[Location annotation dataset excerpts]
»»
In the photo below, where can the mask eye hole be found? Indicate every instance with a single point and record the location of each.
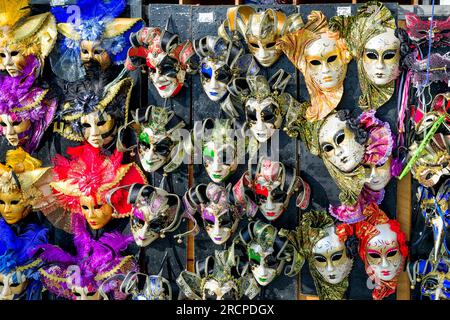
(332, 58)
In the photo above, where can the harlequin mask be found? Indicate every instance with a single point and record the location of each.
(323, 59)
(268, 252)
(97, 37)
(159, 140)
(218, 212)
(79, 276)
(82, 183)
(382, 248)
(25, 110)
(260, 30)
(220, 64)
(324, 246)
(24, 37)
(94, 112)
(167, 60)
(23, 185)
(370, 36)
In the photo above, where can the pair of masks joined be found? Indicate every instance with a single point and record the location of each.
(219, 149)
(328, 250)
(268, 252)
(350, 147)
(155, 212)
(23, 186)
(218, 278)
(260, 30)
(382, 248)
(269, 189)
(81, 184)
(215, 207)
(91, 35)
(19, 276)
(371, 38)
(435, 210)
(220, 63)
(157, 136)
(79, 276)
(93, 110)
(24, 37)
(167, 60)
(322, 57)
(26, 110)
(434, 162)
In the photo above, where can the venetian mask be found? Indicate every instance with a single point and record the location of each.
(338, 144)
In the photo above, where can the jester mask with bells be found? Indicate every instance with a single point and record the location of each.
(155, 212)
(326, 248)
(268, 252)
(23, 186)
(93, 111)
(220, 63)
(24, 38)
(371, 38)
(270, 188)
(82, 182)
(260, 30)
(345, 144)
(382, 248)
(322, 57)
(19, 276)
(435, 210)
(157, 138)
(167, 59)
(79, 276)
(434, 161)
(220, 152)
(218, 278)
(93, 35)
(215, 207)
(26, 110)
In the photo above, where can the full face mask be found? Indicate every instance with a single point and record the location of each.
(220, 63)
(23, 185)
(98, 37)
(216, 209)
(260, 30)
(81, 184)
(322, 58)
(325, 248)
(25, 110)
(94, 112)
(159, 141)
(382, 248)
(371, 38)
(79, 276)
(166, 58)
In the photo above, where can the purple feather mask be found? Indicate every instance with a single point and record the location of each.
(26, 111)
(78, 277)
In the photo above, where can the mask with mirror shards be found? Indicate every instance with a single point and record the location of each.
(260, 30)
(166, 59)
(218, 278)
(322, 58)
(96, 40)
(382, 248)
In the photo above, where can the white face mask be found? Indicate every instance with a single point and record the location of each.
(214, 79)
(324, 63)
(378, 177)
(263, 118)
(381, 58)
(383, 253)
(339, 146)
(330, 258)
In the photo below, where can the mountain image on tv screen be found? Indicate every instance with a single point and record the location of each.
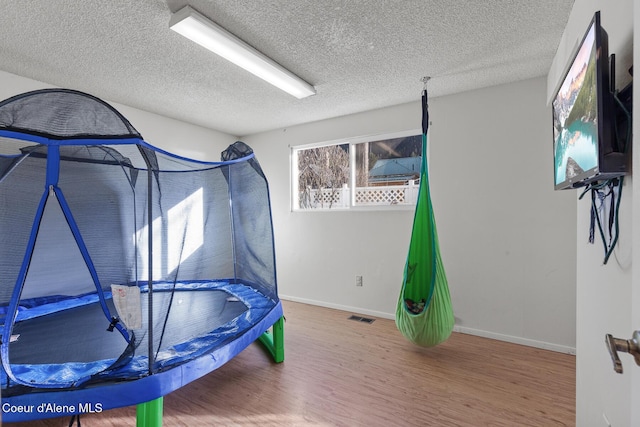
(575, 115)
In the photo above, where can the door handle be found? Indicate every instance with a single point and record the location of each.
(632, 346)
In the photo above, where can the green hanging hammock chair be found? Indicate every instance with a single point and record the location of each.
(424, 313)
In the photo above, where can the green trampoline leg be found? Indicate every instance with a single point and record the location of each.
(149, 414)
(274, 340)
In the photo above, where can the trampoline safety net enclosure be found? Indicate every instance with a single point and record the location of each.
(122, 265)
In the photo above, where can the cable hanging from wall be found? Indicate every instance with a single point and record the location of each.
(606, 196)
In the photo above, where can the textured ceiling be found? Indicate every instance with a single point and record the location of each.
(359, 54)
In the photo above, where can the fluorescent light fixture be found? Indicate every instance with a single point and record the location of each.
(210, 35)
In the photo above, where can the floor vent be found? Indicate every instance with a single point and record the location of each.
(362, 319)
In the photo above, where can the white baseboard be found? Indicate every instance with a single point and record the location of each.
(461, 329)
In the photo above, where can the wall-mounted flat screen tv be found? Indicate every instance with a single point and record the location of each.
(584, 143)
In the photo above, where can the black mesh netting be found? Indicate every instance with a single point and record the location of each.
(77, 219)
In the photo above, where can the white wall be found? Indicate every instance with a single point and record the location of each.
(507, 239)
(605, 292)
(172, 135)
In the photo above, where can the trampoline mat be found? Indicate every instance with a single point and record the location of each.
(74, 335)
(80, 334)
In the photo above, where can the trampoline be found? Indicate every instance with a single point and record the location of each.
(126, 271)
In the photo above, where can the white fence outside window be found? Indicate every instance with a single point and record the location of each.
(336, 198)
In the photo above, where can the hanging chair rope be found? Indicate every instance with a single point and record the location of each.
(424, 313)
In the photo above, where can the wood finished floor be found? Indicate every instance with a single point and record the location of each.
(339, 372)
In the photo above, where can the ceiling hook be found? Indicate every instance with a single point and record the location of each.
(424, 80)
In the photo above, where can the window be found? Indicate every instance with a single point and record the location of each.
(384, 171)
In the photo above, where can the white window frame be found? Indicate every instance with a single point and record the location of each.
(351, 206)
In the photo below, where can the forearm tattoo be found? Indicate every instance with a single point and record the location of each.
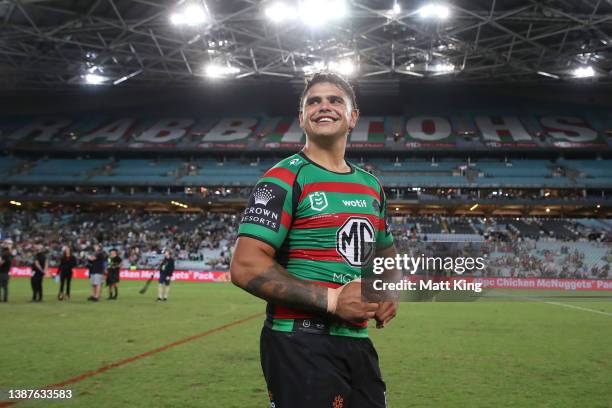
««
= What the exercise asks =
Return each line of the rows above that contains the string "hanging", copying every such line in full. Treat the match as case-sensitive.

= Task answer =
In the photo above, where can the green hanging hammock chair be found? Indicate every instance with a single point and record the location of each.
In the photo above, where can the cable hanging from wall be found? Indicate every instance with a single point and record the location of each.
In the photo above, where can the hanging chair rope be found? Indicate every instance with a single point and record the location of each.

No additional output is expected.